You can continue working on the other digital components on the board and deepen your understanding. In any case, you get an insight into how digital circuits fundamentally work.

This should help me when familiarizing myself with the literature on the digital driven Canon A-1 and AE-1.

 

[Andreas Thaler]

Digital display of numbers: BCD-to-Seven-Segment-Decoder

Displays for numbers can be found on many electronic devices, either as LCDs or LEDs.

How they work and how the numbers are formed is usually not something you ask yourself, as long as they display correctly.

The DEB100 experimental board has two such digital displays as LEDs, located at the top center.

If you look at a number more closely, you will see that it consists of seven individual bars that either light up or do not light up.

Here, the 0 is displayed twice, and for each six of the seven bars are lit. The seventh bar in the middle remains dark.

As a graphic it looks like this, with one more dot added.

File:Slanted7SegmentDisplayWithDot.svg - Wikipedia

en.m.wikipedia.org

Here you can see that each bar is assigned a letter (we ignore the dot).

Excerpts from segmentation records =

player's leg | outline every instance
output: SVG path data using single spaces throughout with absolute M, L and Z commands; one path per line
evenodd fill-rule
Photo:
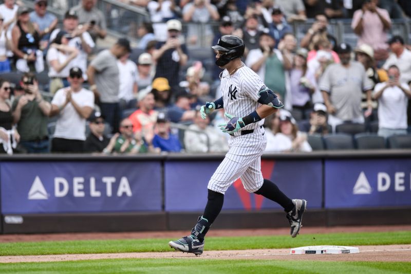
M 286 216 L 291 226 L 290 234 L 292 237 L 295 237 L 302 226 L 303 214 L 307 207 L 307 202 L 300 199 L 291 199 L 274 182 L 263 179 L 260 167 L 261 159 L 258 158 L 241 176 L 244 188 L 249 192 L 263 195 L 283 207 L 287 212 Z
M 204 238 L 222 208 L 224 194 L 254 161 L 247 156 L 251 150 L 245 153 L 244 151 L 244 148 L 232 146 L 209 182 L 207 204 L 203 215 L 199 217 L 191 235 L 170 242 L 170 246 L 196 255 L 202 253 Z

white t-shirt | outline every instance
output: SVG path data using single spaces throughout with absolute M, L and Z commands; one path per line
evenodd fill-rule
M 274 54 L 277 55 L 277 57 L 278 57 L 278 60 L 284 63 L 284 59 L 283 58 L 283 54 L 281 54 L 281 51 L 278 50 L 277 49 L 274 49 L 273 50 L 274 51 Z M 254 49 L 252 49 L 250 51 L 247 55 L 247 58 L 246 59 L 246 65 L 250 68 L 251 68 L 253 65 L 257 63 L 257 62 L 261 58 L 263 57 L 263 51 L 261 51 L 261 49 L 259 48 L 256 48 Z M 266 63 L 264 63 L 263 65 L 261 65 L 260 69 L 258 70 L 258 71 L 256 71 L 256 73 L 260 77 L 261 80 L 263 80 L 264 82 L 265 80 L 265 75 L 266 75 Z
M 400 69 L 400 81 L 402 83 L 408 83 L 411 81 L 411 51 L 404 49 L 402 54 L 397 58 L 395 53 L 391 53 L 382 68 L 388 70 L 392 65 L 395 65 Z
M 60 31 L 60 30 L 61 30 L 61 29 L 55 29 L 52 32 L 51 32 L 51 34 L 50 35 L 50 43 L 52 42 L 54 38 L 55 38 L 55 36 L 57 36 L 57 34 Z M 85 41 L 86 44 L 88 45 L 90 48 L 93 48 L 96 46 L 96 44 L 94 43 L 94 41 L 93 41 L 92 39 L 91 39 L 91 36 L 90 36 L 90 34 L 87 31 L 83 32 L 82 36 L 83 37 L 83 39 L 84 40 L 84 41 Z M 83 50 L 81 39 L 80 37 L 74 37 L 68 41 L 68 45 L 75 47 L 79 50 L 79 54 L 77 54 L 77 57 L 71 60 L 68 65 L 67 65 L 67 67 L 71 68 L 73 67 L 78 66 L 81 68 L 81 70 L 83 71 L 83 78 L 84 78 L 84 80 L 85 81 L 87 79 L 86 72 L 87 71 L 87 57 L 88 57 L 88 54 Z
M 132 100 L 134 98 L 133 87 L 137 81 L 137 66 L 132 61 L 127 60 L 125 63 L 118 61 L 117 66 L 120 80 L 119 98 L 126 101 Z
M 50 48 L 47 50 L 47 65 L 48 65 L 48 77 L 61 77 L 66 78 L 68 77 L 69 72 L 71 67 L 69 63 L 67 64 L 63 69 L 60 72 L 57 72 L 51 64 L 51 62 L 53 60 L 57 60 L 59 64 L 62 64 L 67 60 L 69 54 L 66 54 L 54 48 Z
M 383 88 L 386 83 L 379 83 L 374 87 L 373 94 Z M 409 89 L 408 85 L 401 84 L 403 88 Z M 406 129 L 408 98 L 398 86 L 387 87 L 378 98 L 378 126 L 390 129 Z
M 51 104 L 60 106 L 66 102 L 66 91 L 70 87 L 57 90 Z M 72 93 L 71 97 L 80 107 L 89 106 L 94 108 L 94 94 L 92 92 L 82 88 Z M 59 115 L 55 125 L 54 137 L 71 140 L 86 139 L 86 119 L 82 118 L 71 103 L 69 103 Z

WRITTEN EXERCISE 1 = According to the forum excerpt, where on the DEB100 experimental board are its two LED digital displays located?
WRITTEN EXERCISE 2 = Print the forum excerpt between "You can continue" and "A-1 and AE-1.", inclusive.
The rows are not needed for any of this work.

SOLUTION 1 = They are located at the top center of the board.

SOLUTION 2 =
You can continue working on the other digital components on the board and deepen your understanding. In any case, you get an insight into how digital circuits fundamentally work.

This should help me when familiarizing myself with the literature on the digital driven Canon A-1 and AE-1.